- _Tasks to perform_
a) According to the article, what liver condition did Jamie Klussmann-Pack have?
b) Copy the passage of the article starting with "INDIANAPOLIS — In" and going on through "a life-saving transplant.".

- _Extract_

# # # #

INDIANAPOLIS — In the interest of full disclosure, 13News reporter Emily Longnecker notes the woman in this story is a longtime friend. They grew up together in Pennsylvania and both ended up in Indianapolis. "I haven't seen her since before COVID hit," Longnecker said. "This past weekend, though, we ran into each other and I learned just how much the pandemic has changed her life in the past nine months."
The coronavirus pandemic is impacting those who are waiting on a life-saving transplant.
The wait is stressful enough as it is, but on top of that, when the organ they need is finally available, they cannot have COVID-19. That requirement comes with a lot of added responsibility.
One day last October, Jamie Klussmann-Pack was a healthy 49-year-old. A day later, she wasn't.
"I was in a coma. I knew nothing," she said.
When she woke up in the hospital a week later, Jamie learned she'd been bleeding internally and needed a new liver. She had a condition called cirrhosis, which was passed down from her family.

# # # #

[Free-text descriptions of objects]
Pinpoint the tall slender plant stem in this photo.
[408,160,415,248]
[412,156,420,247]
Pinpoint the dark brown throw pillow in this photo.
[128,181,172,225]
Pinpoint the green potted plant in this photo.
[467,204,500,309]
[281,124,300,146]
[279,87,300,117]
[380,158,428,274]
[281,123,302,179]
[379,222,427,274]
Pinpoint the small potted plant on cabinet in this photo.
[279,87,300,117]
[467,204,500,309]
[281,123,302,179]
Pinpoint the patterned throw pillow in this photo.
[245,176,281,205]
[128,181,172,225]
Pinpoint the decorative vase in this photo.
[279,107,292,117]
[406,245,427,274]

# # # #

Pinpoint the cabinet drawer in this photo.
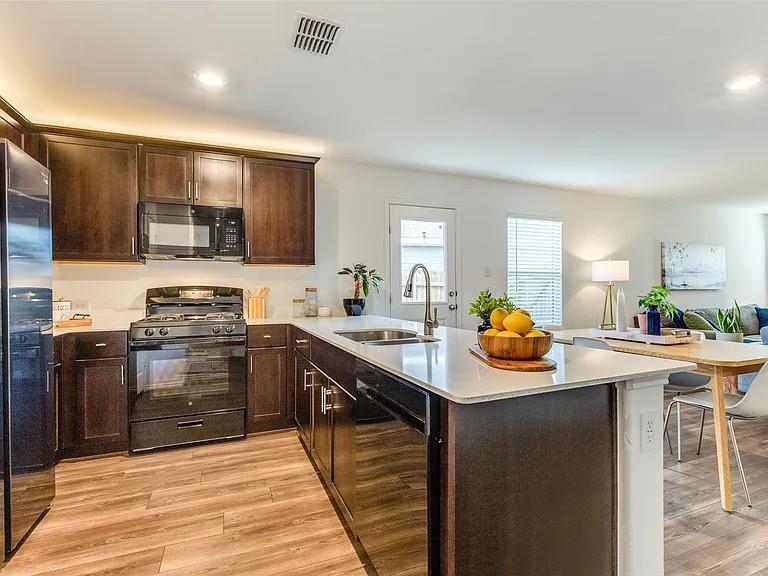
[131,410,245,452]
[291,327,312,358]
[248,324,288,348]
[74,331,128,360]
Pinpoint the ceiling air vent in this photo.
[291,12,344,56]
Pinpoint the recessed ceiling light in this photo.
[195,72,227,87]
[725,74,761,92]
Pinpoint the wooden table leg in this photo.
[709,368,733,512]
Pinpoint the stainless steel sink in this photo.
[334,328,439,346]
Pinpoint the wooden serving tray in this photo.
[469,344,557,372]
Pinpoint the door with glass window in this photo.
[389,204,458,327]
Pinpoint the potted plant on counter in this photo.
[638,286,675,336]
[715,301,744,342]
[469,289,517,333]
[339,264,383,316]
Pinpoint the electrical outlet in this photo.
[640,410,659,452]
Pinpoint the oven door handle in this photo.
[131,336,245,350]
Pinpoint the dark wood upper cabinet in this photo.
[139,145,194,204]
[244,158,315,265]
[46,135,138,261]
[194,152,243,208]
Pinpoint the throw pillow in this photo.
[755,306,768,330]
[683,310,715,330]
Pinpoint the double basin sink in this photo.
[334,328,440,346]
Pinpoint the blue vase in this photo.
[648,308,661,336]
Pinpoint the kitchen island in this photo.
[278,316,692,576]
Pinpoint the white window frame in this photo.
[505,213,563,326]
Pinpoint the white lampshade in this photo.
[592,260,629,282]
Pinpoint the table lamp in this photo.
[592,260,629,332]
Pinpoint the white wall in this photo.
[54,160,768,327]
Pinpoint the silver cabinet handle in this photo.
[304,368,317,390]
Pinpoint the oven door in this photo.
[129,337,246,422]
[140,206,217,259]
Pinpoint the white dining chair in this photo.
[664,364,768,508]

# # # #

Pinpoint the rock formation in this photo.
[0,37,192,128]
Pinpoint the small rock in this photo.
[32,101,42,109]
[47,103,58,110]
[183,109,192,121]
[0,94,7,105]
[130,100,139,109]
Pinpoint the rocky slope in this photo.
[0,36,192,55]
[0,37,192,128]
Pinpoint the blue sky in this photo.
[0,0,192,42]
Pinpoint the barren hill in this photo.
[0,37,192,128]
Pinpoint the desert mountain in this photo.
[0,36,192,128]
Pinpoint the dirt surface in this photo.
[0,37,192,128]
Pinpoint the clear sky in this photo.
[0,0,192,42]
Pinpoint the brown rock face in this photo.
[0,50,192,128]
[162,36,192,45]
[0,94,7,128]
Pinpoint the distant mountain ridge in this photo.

# # # #

- _Expected results_
a) She had cirrhosis, which was passed down from her family.

b)
INDIANAPOLIS — In the interest of full disclosure, 13News reporter Emily Longnecker notes the woman in this story is a longtime friend. They grew up together in Pennsylvania and both ended up in Indianapolis. "I haven't seen her since before COVID hit," Longnecker said. "This past weekend, though, we ran into each other and I learned just how much the pandemic has changed her life in the past nine months."
The coronavirus pandemic is impacting those who are waiting on a life-saving transplant.